--- Start PROVIDED DATA ---
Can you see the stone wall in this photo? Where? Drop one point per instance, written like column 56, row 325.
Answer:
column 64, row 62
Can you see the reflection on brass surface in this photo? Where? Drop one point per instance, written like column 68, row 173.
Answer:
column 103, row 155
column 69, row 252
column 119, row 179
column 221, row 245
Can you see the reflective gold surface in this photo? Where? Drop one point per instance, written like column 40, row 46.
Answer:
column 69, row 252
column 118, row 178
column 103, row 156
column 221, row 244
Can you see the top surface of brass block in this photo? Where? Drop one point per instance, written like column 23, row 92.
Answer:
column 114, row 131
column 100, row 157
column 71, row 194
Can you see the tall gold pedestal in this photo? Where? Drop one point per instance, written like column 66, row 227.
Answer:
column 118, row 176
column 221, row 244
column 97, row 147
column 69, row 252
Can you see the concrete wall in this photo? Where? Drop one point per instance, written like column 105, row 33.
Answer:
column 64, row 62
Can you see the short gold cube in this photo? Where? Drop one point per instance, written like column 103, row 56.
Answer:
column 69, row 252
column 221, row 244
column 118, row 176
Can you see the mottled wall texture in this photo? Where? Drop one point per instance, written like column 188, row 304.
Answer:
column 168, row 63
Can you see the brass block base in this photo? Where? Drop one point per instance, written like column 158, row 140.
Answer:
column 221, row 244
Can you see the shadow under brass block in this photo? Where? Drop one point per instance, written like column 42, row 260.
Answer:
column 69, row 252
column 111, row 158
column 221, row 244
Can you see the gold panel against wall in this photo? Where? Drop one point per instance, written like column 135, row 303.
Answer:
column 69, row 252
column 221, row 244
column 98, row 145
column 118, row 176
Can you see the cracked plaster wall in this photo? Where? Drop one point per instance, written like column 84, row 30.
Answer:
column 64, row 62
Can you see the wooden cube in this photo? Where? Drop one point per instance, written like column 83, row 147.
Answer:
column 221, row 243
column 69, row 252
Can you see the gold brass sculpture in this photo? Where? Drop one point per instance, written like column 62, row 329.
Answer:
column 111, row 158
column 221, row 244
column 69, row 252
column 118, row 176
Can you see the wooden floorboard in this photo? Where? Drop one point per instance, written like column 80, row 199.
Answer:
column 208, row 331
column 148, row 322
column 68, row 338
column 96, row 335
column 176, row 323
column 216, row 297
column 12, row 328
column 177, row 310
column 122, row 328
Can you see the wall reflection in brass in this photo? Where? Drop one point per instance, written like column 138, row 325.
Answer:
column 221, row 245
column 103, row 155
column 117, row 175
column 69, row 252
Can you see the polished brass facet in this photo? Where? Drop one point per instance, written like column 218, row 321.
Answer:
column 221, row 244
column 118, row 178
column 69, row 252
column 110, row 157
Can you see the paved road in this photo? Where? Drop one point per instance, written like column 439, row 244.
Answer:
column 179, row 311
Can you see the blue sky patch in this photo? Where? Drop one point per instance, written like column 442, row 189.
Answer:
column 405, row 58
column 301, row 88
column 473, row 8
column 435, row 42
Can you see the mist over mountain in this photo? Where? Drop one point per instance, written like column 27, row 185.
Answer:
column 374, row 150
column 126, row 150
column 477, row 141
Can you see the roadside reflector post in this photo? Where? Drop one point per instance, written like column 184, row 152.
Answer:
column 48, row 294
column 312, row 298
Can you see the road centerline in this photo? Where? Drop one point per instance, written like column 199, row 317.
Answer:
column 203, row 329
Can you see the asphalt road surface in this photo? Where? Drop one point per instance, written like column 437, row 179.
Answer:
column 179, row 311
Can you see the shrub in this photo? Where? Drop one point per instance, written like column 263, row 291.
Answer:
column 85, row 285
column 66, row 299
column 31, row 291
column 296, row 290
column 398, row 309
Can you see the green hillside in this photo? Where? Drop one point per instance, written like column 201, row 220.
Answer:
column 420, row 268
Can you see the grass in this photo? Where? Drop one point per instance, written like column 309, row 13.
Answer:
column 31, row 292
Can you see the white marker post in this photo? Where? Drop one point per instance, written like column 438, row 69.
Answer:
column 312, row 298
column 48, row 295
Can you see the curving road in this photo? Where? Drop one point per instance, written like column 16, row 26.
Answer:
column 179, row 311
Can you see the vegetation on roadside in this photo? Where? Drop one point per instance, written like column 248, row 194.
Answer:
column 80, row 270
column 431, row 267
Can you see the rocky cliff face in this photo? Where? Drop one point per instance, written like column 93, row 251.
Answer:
--- End PROVIDED DATA ---
Rewrite all of the entries above as a numbered list, one line per number, and drop any blank lines.

EXPECTED OUTPUT -
1. Can you see the stone wall in this photo? Where? Drop one point per instance, written like column 56, row 325.
2. Answer:
3. column 64, row 62
4. Can you see the reflection on brass surface in this photo? Where? Drop one point per instance, written like column 68, row 173.
5. Answer:
6. column 103, row 155
7. column 69, row 252
8. column 119, row 179
9. column 221, row 245
10. Can you see the reflective gold surface in this photo? Where? Drop one point per instance, written like column 40, row 46.
11. Answer:
12. column 69, row 252
13. column 118, row 178
14. column 103, row 156
15. column 221, row 244
16. Can you see the top surface of brass block in this photo? Where? Drop one point per instance, written like column 23, row 92.
17. Answer:
18. column 114, row 131
19. column 100, row 157
20. column 71, row 194
21. Can you see the tall gold pedestal in this photo? Where? Drop one point per instance, written like column 66, row 227.
22. Answer:
23. column 118, row 176
24. column 221, row 244
25. column 97, row 147
26. column 69, row 252
27. Can you see the concrete wall in this photo? Where? Drop one point per instance, written like column 105, row 33.
28. Answer:
29. column 64, row 62
30. Can you see the short gold cube in this photo? Where? Drop one point per instance, written like column 103, row 56.
31. Answer:
32. column 69, row 252
33. column 221, row 244
34. column 118, row 176
35. Can you see the mottled wall texture in this photo? Where? Drop one point per instance, written like column 188, row 304.
36. Answer:
37. column 168, row 63
38. Can you see the brass block base in this photo? Where? Drop one point per instance, written like column 158, row 140.
39. Answer:
40. column 221, row 244
41. Can you see the shadow under brass block in this photo? Where? Drop one point per instance, written like column 42, row 260.
42. Answer:
43. column 69, row 252
44. column 111, row 158
45. column 221, row 244
46. Can you see the gold panel against wall in this photo? Where? Drop one point per instance, written like column 135, row 303.
47. Answer:
48. column 69, row 252
49. column 221, row 244
50. column 98, row 145
51. column 118, row 176
52. Can you see the cracked plaster wall in this photo? Where? Drop one point per instance, written like column 84, row 30.
53. Answer:
54. column 64, row 62
55. Can you see the wooden cube in this photo? Where? Drop one point per instance, written like column 83, row 147.
56. Answer:
57. column 221, row 243
58. column 69, row 252
59. Can you see the gold brass sculpture in this photo? Where? Drop one point per instance, written like column 62, row 329.
60. Answer:
61. column 111, row 158
62. column 221, row 244
63. column 69, row 252
64. column 118, row 176
65. Can you see the wooden floorboard in this photo? Where? Drop one point per instance, written like column 80, row 199.
66. Answer:
67. column 208, row 331
68. column 148, row 322
69. column 68, row 338
70. column 96, row 335
71. column 176, row 323
72. column 216, row 297
73. column 12, row 328
74. column 177, row 310
75. column 122, row 328
76. Can you see the wall reflection in brass in this photo? Where? Drop one point per instance, written like column 138, row 325.
77. Answer:
78. column 221, row 245
79. column 103, row 155
80. column 117, row 175
81. column 69, row 252
82. Can you see the polished brass facet in this photo? Where? Drop one point per instance, written like column 218, row 321.
83. Answer:
84. column 221, row 244
85. column 118, row 178
86. column 69, row 252
87. column 110, row 157
88. Can you see the paved road in this photo? Where? Drop one point per instance, written like column 439, row 244.
89. Answer:
90. column 179, row 311
91. Can you see the blue sky patch in this photo? Where? Drop one point per instance, written like column 442, row 189.
92. Answer:
93. column 405, row 58
94. column 301, row 88
95. column 473, row 8
96. column 435, row 42
97. Can you see the mist over mountain in this photo? Where? Drop one point per instance, written like column 27, row 185.
98. Answer:
99. column 374, row 150
100. column 126, row 150
101. column 477, row 141
102. Can you see the roadside reflector post in this photo? Where? Drop one point per instance, written like column 184, row 152.
103. Answer:
104. column 48, row 294
105. column 312, row 298
106. Can you see the road centerline in this photo? Where? Drop one point per instance, written like column 199, row 317.
107. Answer:
108. column 203, row 329
109. Can you see the asphalt road surface in this photo? Where? Drop one point per instance, written like column 437, row 179.
110. Answer:
111. column 179, row 311
112. Can you see the shrub in this photo? Where? Drop one point per instance, written like column 263, row 291.
113. Answer:
114. column 85, row 285
115. column 66, row 299
116. column 31, row 291
117. column 296, row 290
118. column 398, row 309
119. Can you see the green hillside in this photo? Where? Drop one point per instance, written like column 201, row 220.
120. Answer:
121. column 420, row 268
122. Can you see the grass in this photo? Where? Drop one point per instance, written like column 309, row 13.
123. Answer:
124. column 31, row 292
125. Can you see the white marker post in this photo? Where? Drop one point per instance, written like column 438, row 69.
126. Answer:
127. column 312, row 298
128. column 48, row 295
129. Can you see the curving road in this photo? Where? Drop one point per instance, written like column 16, row 26.
130. Answer:
131. column 179, row 311
132. Can you see the vegetation on roadside in this photo? Where? Drop one point per instance, written like column 248, row 194.
133. Answer:
134. column 80, row 270
135. column 431, row 267
136. Can you see the rocky cliff face in this photo? Where? Drop one point per instance, written like column 93, row 251.
137. Answer:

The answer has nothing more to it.